_Your objective_
Gather every line in the items below that contains the word "white", and copy each one out in full.

_Dataset items_
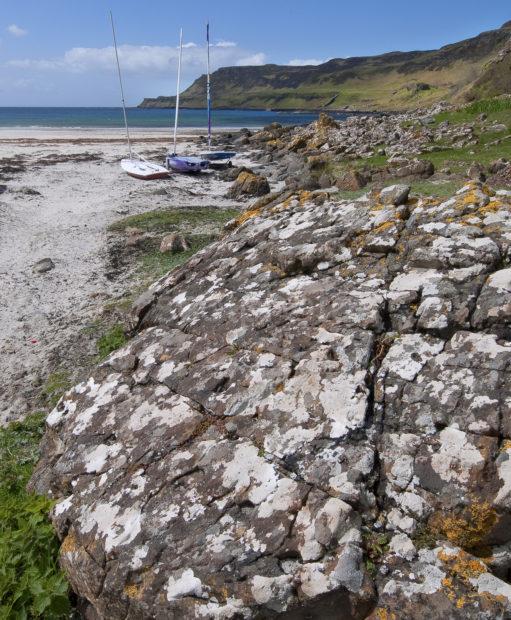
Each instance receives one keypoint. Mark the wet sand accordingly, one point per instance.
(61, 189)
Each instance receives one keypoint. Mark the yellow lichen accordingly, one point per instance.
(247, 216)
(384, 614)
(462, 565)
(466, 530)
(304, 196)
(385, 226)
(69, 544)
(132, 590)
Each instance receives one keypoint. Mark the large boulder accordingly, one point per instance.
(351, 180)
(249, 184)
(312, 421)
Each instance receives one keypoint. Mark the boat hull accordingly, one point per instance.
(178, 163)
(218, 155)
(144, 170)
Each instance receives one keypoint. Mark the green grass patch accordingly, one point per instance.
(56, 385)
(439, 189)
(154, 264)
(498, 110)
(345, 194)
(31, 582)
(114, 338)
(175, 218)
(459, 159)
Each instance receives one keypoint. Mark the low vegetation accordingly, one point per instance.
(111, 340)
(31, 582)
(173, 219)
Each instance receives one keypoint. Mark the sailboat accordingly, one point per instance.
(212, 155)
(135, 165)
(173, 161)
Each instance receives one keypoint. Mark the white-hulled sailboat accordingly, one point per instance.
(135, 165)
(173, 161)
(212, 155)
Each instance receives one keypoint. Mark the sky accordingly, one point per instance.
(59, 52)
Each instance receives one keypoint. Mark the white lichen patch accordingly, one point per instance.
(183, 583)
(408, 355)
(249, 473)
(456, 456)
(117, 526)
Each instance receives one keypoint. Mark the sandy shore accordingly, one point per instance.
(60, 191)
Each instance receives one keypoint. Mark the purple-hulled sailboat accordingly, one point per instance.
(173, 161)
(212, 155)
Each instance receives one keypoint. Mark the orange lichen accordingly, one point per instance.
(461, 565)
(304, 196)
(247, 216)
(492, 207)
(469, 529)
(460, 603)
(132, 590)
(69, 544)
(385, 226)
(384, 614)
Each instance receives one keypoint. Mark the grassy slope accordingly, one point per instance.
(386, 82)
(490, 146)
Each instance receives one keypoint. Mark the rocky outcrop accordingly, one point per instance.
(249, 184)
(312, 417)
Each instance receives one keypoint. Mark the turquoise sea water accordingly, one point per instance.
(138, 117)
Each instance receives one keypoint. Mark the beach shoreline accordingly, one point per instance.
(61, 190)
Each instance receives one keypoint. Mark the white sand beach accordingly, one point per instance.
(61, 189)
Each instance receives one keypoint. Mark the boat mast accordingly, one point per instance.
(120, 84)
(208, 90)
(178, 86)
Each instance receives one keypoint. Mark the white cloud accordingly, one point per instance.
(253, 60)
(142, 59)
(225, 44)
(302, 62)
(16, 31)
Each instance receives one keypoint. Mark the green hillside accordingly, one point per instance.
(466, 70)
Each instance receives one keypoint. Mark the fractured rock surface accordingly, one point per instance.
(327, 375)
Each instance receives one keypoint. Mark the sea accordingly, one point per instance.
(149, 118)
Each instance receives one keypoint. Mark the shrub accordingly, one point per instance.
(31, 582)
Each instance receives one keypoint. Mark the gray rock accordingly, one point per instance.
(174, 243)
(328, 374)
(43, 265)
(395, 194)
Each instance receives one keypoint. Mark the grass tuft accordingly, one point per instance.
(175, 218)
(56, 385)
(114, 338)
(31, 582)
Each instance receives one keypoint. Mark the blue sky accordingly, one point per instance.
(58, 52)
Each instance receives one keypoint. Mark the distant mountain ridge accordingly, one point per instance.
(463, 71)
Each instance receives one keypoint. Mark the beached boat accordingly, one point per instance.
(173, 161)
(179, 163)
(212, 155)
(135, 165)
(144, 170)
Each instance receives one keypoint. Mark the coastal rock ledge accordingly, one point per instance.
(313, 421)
---
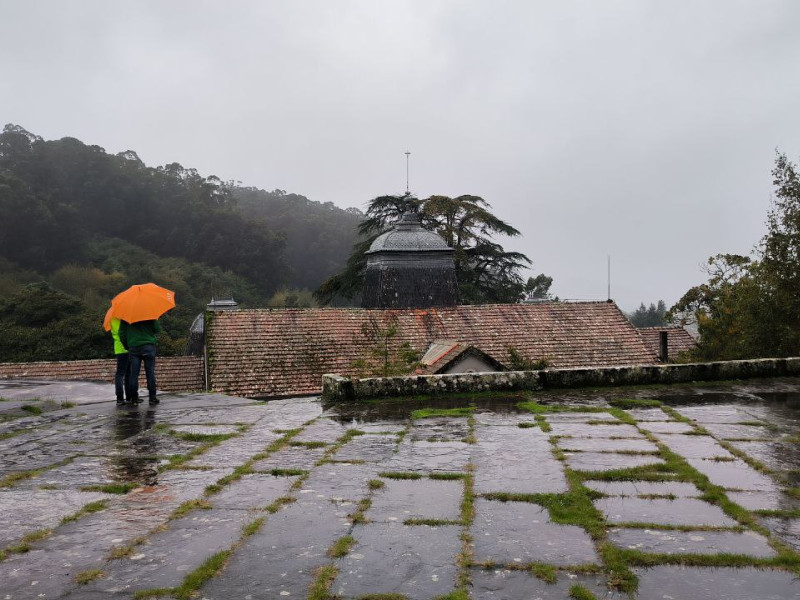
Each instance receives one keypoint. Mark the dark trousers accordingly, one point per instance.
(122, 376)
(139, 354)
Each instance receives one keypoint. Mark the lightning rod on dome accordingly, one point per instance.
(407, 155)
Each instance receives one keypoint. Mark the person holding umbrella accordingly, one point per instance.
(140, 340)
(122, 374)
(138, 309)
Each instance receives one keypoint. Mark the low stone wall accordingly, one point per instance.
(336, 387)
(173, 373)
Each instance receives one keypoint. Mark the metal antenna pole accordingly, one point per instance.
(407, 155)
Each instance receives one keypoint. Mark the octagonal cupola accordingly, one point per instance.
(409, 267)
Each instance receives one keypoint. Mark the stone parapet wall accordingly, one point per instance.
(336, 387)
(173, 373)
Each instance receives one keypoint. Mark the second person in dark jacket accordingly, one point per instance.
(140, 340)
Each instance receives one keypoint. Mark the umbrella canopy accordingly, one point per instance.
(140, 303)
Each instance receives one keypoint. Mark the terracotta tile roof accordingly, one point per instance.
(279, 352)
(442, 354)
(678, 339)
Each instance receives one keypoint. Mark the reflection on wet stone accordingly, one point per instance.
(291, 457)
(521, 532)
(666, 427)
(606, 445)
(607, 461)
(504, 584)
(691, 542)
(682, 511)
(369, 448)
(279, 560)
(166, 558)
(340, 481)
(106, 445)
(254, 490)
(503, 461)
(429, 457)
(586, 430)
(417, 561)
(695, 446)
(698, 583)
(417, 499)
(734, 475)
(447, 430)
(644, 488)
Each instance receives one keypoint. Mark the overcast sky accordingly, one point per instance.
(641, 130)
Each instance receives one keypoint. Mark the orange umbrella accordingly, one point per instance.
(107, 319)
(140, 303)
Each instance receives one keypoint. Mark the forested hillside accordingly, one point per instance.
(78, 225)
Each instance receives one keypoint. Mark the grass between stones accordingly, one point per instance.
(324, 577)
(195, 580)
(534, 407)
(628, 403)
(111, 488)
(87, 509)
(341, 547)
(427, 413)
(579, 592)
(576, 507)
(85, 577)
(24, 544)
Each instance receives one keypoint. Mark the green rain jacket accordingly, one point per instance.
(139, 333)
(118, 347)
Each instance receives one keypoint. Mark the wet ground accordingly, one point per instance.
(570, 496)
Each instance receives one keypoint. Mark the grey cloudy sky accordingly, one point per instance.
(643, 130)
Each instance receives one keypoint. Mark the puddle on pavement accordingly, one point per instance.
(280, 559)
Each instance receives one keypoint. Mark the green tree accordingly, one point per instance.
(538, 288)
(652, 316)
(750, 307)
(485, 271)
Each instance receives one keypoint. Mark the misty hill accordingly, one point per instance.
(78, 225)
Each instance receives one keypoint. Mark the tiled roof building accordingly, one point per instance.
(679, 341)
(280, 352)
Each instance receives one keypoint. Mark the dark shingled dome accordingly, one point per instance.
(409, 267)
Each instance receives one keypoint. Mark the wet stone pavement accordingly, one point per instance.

_Answer for the task_
Each instance receives one keypoint. Mark the white-hulled sailboat accordingly, one point per instance.
Each instance receives one keypoint. Mark the white lichen patch accordingly, one point per instance.
Each instance receives one keypoint. Mark the white sand beach accordingly, one point per instance.
Each instance receives one keypoint. Mark the white cloud accordingly, one point per instance.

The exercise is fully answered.